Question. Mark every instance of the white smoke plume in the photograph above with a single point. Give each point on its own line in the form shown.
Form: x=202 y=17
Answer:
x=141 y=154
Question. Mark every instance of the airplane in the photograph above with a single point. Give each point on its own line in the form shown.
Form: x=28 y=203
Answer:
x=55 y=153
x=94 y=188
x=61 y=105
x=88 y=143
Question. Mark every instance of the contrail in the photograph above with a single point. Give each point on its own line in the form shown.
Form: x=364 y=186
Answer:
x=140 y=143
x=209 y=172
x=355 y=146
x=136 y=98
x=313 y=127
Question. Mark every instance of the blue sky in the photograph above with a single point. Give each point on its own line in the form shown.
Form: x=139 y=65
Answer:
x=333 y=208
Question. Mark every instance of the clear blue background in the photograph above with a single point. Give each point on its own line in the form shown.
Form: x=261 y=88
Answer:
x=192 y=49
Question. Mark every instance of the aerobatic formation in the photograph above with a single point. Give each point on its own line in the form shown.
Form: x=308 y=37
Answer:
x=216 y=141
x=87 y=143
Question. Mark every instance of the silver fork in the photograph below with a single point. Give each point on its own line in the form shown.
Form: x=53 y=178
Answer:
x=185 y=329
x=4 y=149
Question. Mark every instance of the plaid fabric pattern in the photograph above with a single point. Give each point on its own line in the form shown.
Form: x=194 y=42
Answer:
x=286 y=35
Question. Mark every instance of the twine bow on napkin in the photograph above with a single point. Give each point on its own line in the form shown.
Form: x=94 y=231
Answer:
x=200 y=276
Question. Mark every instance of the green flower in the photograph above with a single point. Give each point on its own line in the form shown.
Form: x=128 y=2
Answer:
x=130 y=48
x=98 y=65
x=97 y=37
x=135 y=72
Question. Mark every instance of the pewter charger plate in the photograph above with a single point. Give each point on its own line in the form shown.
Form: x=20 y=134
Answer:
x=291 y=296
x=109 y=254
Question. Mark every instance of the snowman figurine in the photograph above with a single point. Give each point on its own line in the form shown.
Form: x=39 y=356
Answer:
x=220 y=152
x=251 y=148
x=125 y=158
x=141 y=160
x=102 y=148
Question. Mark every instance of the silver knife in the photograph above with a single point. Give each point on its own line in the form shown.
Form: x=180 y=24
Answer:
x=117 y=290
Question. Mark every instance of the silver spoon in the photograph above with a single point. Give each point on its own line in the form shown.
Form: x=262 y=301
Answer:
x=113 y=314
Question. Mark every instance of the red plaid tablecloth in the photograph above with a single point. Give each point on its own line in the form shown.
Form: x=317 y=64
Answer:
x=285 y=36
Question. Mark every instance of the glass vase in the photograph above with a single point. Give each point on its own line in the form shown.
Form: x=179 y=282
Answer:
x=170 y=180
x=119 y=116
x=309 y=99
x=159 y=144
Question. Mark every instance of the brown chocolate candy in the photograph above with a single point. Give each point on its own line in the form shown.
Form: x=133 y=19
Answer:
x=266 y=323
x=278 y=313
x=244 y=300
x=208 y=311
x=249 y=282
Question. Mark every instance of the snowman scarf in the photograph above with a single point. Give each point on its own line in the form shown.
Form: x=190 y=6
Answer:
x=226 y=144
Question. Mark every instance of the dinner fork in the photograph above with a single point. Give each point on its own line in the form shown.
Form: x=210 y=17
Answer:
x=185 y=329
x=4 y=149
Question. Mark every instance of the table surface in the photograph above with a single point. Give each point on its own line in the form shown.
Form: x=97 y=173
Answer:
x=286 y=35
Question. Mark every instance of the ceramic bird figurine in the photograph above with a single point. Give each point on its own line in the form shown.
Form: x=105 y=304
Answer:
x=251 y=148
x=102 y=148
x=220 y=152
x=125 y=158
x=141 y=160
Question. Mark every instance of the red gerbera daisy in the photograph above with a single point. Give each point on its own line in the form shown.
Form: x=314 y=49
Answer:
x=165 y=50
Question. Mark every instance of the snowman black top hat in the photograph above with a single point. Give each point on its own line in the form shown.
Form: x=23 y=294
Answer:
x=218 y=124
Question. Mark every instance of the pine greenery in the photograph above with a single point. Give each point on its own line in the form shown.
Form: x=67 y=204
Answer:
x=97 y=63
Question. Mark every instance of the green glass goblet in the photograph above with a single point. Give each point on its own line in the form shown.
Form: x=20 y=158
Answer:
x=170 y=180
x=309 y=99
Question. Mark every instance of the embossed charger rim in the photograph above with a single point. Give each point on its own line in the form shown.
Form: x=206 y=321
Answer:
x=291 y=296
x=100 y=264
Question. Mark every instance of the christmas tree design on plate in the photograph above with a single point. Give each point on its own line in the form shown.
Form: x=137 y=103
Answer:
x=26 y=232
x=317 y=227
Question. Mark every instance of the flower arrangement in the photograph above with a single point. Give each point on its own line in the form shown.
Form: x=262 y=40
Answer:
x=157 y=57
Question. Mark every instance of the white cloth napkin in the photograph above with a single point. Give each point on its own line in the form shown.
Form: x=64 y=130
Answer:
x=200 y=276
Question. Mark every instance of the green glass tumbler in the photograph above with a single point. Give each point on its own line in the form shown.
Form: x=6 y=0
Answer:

#####

— THE REQUEST —
Rewrite in full the stretch of lines above from the one containing "Question. Mark every instance of the silver knife" through the one containing "x=117 y=290", both included. Multiply every point coordinate in the answers by 0.6 and round to a whole number, with halves going up, while leaving all other text and numbers unchanged.

— FULL ANSWER —
Question. Mark every instance of the silver knife in the photograph above with a single point. Give each point on its own line in the form shown.
Form: x=180 y=24
Answer:
x=70 y=174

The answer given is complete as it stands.